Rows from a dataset
+ + + + +

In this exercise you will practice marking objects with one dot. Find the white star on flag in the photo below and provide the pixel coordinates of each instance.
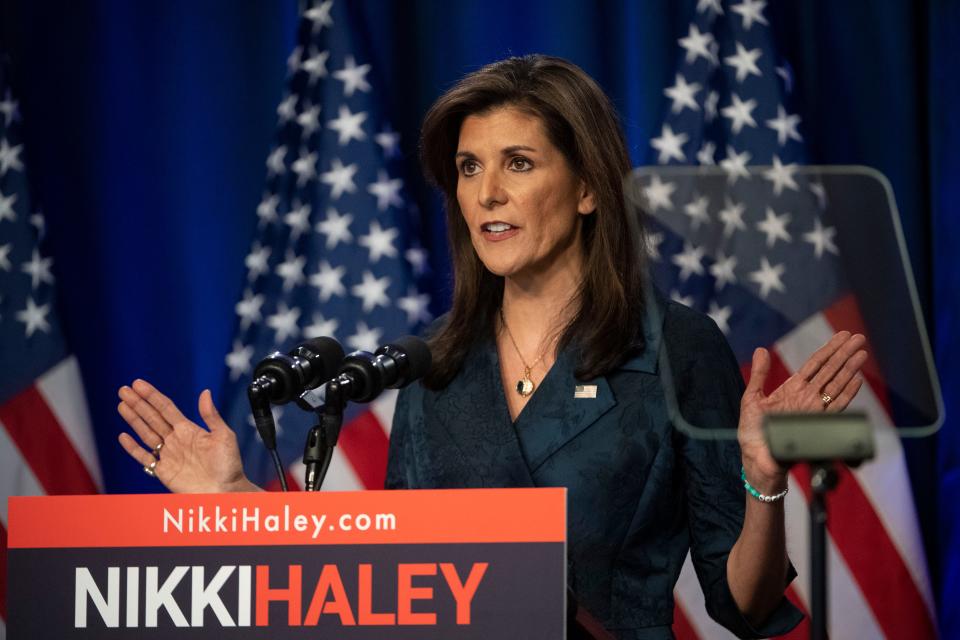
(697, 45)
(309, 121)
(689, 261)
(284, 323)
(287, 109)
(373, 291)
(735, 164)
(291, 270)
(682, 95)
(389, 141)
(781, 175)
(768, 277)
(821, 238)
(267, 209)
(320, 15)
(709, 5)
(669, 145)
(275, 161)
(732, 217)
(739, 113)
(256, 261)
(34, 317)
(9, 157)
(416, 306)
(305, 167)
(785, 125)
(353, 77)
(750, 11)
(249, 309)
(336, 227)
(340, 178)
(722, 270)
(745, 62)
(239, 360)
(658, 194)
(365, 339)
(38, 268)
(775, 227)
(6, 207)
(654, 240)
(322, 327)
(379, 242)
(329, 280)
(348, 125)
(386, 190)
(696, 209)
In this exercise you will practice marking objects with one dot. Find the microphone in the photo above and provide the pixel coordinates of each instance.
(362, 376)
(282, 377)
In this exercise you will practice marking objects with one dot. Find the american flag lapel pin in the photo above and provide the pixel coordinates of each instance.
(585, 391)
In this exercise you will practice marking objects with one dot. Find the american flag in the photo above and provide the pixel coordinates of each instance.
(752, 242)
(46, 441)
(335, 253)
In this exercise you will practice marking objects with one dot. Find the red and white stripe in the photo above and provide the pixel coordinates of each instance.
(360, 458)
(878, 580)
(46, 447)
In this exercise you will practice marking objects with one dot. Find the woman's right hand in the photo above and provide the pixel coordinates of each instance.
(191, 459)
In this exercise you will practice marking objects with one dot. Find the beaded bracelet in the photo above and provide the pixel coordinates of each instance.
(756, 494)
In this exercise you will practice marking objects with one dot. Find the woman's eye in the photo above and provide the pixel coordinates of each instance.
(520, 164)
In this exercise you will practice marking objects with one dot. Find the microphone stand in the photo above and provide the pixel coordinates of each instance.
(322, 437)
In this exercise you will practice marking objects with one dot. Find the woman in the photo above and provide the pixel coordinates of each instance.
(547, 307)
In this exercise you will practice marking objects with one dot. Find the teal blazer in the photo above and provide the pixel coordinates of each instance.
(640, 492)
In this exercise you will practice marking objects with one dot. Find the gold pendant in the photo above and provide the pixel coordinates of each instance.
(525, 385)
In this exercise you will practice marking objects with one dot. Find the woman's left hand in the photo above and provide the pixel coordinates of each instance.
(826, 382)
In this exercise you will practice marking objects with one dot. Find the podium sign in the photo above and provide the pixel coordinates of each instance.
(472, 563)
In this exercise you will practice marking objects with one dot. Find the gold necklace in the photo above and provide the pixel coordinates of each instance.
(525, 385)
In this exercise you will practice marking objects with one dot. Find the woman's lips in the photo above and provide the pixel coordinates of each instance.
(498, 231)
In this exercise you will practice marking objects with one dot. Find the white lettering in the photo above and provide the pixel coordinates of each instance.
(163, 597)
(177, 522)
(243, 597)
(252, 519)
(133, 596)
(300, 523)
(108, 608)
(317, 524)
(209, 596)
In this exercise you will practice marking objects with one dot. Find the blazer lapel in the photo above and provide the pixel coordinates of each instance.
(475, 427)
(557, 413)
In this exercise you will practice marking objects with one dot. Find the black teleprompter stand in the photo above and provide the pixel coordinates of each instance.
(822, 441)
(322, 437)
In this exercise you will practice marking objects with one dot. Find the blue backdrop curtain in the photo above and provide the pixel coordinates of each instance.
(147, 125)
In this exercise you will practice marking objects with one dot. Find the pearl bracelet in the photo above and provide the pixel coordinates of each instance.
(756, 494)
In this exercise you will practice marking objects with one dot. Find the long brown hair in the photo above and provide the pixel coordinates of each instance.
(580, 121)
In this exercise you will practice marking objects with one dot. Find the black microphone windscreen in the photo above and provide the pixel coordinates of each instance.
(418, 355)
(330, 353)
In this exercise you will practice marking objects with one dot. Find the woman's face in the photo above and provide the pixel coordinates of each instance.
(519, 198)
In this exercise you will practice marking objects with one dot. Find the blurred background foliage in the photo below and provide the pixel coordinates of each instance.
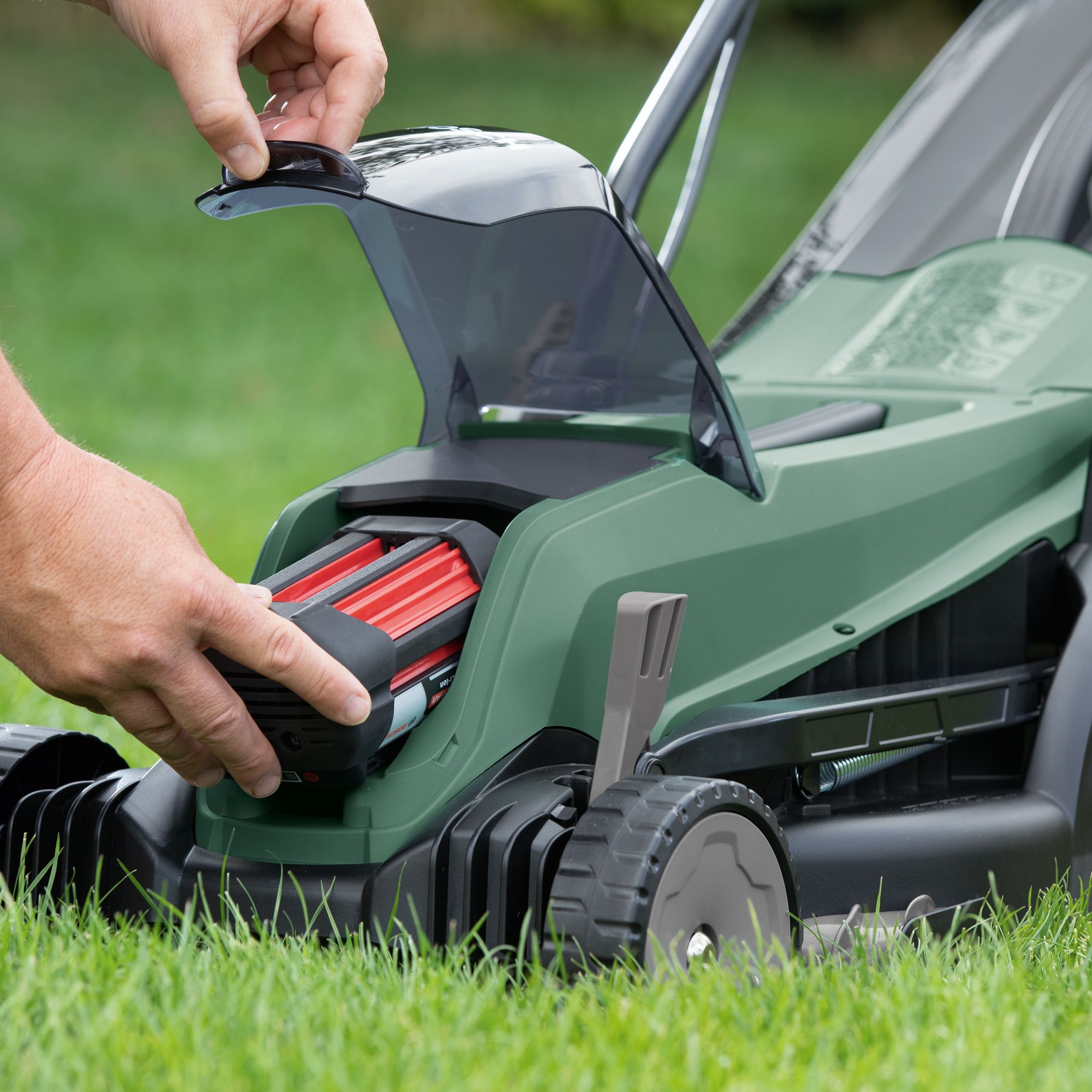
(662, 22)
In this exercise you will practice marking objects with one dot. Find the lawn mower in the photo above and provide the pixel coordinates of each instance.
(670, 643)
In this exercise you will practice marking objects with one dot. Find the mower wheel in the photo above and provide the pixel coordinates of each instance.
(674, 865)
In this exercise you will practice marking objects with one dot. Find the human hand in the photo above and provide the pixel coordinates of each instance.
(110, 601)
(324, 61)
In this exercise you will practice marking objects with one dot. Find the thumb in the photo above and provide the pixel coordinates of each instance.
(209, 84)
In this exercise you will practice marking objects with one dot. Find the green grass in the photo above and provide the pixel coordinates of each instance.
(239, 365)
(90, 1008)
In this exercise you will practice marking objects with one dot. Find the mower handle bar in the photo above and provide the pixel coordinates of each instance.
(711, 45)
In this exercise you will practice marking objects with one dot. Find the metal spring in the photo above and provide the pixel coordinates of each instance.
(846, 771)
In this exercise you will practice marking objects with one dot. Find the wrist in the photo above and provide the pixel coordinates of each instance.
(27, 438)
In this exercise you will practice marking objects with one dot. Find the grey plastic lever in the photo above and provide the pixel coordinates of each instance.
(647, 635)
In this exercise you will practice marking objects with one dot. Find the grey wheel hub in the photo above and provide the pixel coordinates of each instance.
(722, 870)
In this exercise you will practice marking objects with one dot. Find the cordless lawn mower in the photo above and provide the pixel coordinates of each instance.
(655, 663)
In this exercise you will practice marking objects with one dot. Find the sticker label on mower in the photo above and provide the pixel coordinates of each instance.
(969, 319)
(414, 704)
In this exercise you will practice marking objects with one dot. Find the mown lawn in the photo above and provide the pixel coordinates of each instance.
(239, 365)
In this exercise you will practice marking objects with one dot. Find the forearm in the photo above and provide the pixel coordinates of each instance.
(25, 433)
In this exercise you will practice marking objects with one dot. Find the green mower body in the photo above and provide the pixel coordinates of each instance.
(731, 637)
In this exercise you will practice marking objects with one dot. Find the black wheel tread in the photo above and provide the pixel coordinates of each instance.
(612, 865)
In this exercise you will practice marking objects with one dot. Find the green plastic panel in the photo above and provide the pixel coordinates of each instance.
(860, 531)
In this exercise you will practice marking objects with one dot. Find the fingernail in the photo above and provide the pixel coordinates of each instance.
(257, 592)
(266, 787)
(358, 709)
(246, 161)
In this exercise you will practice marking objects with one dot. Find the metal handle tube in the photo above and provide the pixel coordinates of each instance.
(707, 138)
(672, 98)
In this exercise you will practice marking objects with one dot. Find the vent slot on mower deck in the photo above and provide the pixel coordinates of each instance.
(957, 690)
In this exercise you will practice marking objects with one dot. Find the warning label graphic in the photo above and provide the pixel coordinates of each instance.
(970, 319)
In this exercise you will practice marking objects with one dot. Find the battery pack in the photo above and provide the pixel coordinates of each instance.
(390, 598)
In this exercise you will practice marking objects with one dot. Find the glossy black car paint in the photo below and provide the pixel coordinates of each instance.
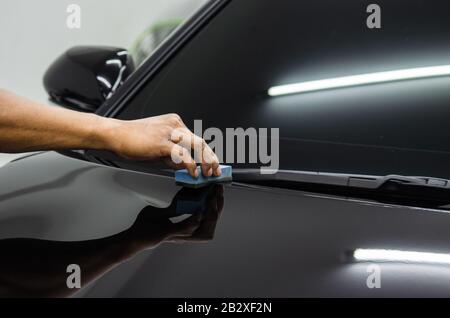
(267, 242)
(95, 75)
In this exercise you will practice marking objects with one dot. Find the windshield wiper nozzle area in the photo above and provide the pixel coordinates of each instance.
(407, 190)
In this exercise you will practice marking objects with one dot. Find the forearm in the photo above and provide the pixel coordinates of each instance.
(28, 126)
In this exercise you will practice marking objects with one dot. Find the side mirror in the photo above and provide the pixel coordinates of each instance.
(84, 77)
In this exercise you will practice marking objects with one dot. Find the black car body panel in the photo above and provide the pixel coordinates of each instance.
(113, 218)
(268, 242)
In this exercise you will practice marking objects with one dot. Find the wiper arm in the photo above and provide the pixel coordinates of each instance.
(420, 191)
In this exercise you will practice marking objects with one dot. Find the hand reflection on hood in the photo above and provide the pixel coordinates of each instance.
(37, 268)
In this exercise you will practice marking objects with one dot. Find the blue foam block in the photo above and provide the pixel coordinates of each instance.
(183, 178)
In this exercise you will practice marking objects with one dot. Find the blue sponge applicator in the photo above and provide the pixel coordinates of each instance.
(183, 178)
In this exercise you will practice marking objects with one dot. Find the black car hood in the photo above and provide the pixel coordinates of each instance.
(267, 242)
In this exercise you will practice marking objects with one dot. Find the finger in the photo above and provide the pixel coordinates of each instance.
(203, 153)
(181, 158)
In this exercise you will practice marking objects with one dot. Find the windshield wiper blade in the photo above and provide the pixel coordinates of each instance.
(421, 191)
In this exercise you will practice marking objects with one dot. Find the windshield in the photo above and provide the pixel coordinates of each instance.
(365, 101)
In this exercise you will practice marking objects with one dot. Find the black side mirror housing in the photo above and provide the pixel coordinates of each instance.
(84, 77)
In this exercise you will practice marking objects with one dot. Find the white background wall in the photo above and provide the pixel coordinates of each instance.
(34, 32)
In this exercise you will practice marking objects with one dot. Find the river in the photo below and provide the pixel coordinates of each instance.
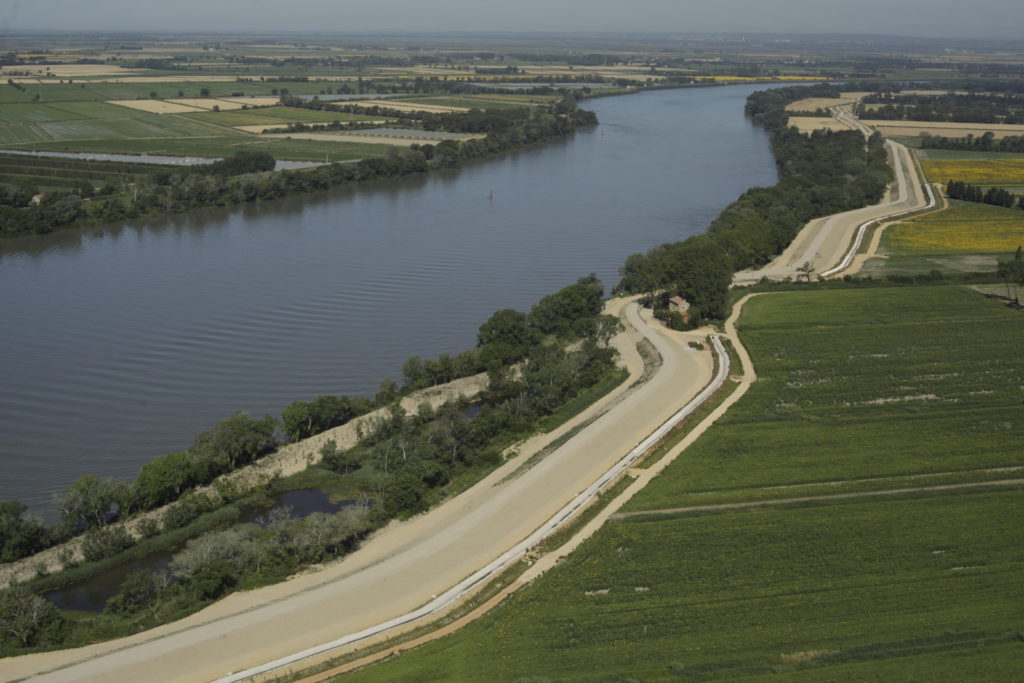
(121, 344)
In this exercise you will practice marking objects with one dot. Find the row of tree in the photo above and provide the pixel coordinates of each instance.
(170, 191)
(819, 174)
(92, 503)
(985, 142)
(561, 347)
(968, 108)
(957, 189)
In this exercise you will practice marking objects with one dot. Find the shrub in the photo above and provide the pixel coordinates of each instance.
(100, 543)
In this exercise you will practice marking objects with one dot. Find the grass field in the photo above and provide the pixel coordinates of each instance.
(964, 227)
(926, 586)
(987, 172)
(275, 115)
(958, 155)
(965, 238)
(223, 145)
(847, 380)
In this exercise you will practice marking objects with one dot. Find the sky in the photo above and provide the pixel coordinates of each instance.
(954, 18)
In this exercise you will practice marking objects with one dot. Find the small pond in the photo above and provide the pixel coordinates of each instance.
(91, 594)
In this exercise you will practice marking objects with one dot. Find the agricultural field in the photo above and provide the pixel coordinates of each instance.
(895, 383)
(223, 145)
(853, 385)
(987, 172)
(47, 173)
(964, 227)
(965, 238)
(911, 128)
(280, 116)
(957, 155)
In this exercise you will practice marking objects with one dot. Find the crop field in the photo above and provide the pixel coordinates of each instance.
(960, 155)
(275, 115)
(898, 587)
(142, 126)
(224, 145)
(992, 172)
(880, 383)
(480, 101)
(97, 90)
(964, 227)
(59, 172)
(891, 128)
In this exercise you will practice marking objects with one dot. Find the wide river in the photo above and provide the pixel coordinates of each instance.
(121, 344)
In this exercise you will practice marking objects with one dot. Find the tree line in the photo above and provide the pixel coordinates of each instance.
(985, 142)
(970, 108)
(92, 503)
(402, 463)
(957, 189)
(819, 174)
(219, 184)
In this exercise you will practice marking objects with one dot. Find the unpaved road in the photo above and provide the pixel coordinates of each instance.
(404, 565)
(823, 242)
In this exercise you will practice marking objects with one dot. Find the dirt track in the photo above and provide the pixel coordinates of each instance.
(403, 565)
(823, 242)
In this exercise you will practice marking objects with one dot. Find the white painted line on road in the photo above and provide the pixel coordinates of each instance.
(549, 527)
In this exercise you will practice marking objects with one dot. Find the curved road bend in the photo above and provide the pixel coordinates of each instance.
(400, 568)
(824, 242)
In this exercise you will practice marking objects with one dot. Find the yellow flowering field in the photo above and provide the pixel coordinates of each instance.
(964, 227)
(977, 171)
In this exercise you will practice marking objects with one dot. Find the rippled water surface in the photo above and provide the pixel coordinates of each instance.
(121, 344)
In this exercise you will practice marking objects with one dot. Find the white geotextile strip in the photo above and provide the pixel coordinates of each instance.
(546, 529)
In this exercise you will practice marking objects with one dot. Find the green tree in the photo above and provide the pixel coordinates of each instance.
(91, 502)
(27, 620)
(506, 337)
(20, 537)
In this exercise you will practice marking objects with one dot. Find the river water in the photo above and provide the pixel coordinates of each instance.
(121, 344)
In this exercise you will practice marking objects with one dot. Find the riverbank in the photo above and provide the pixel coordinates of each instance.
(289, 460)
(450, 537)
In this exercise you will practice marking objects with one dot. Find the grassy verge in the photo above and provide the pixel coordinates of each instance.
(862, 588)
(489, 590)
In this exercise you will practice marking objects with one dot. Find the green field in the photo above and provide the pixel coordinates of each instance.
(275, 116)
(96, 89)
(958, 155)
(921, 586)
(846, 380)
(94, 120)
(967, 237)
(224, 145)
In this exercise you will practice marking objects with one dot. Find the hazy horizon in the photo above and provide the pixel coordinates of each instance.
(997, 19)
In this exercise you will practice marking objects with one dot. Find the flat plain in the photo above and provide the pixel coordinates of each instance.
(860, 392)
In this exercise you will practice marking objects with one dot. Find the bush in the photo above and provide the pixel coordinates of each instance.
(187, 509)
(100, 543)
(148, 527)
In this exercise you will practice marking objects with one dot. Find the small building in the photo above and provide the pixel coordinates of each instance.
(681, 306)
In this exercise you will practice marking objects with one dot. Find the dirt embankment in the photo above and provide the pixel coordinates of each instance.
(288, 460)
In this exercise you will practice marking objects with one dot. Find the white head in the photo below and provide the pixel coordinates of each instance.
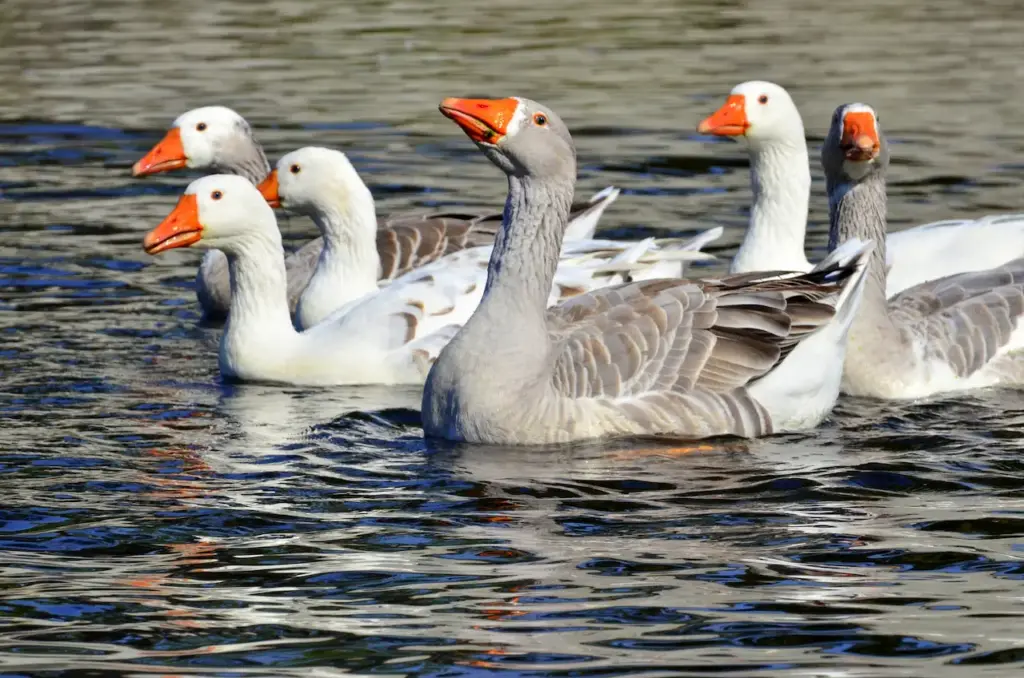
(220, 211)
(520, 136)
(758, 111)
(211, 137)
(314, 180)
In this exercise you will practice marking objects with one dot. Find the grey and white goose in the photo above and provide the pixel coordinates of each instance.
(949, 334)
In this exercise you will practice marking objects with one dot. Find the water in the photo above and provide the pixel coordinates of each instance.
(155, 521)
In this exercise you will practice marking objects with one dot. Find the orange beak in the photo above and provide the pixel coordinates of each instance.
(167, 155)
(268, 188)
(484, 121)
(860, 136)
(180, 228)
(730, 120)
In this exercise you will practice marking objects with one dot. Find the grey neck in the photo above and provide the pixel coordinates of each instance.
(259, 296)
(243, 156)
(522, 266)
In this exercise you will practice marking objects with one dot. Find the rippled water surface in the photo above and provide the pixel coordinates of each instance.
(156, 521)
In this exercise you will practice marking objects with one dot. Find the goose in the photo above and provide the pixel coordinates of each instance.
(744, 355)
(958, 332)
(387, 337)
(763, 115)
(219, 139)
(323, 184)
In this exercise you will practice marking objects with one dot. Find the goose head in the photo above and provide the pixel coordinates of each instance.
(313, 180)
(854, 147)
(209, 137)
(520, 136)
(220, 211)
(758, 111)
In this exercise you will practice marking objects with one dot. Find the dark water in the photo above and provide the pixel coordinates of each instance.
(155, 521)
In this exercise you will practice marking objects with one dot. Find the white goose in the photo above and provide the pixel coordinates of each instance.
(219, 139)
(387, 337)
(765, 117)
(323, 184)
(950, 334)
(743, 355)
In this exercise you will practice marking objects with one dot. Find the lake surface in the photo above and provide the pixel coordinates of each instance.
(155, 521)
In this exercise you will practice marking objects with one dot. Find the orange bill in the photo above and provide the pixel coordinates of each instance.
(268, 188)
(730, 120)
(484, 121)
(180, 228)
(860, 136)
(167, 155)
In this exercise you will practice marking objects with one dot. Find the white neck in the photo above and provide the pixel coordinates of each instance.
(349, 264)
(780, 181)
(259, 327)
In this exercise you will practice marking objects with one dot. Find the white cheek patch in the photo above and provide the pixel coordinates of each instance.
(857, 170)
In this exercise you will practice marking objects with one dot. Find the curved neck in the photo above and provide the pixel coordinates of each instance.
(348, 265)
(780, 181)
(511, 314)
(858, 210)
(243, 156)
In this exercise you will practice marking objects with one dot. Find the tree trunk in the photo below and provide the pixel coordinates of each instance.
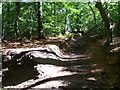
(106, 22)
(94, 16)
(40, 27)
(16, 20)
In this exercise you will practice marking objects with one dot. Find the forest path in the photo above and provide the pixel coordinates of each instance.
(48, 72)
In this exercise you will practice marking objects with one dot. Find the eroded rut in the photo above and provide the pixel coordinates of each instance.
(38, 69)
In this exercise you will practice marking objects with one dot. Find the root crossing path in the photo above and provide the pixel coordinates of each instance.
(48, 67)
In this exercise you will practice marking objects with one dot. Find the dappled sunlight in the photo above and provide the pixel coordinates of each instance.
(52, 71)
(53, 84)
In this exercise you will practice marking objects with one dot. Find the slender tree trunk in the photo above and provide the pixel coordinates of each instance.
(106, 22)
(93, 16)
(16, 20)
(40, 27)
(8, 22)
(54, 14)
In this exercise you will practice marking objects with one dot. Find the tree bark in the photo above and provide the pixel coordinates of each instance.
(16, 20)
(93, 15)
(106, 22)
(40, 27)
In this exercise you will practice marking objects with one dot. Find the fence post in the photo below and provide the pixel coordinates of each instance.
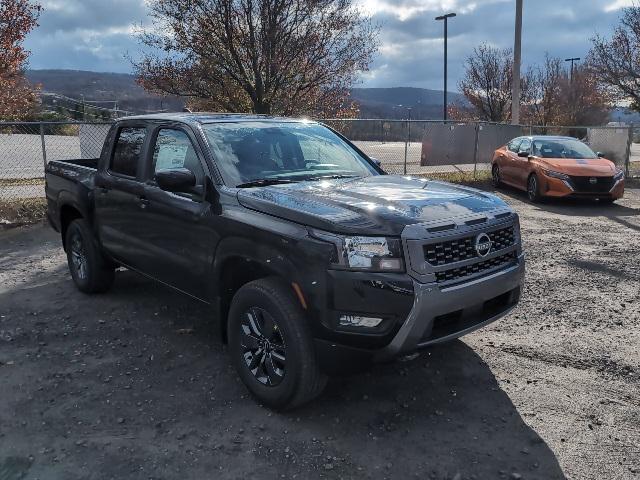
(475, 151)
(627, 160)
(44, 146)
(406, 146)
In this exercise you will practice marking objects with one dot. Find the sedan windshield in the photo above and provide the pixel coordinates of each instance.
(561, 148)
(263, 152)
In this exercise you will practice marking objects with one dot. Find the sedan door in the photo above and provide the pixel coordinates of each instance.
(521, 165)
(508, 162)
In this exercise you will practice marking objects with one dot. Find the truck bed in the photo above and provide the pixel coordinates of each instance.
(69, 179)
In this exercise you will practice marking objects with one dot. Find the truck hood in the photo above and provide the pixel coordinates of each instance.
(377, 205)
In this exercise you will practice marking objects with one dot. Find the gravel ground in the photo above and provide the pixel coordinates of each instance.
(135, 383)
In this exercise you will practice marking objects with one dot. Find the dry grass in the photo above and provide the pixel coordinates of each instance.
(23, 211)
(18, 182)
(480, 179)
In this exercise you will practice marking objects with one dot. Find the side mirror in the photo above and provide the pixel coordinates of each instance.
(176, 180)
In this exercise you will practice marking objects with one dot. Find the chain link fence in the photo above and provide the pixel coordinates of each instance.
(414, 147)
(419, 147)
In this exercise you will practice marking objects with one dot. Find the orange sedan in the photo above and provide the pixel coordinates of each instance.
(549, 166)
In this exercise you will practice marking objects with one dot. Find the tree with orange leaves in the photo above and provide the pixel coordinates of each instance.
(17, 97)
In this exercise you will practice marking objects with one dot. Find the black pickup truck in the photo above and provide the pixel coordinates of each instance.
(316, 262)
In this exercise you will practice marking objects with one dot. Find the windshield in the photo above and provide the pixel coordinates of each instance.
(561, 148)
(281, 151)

+ + + + +

▶ **Brief**:
Starting at the line that contains "the orange sedan", quote each remaining line of the entries above, unchanged.

▶ **Answer**:
In this exercise you will practice marking objects with one dot. Find the orange sedan in the photo above and provide the pixel coordinates of each instance.
(549, 166)
In this exercise you will practice marking objects with one dot. Find the tree with orange leaves in the photo above and provide the pixel coordinates of each instance.
(17, 97)
In this exercise you will practice marking objects with one dot. Find the black pickup truck in the photo above and provide the pixel coordinates of each instance.
(316, 262)
In this exercise you will practice marking objects with one dot. Find the windshield in the photo above and provide the pixel coordinates of each instance.
(561, 148)
(281, 151)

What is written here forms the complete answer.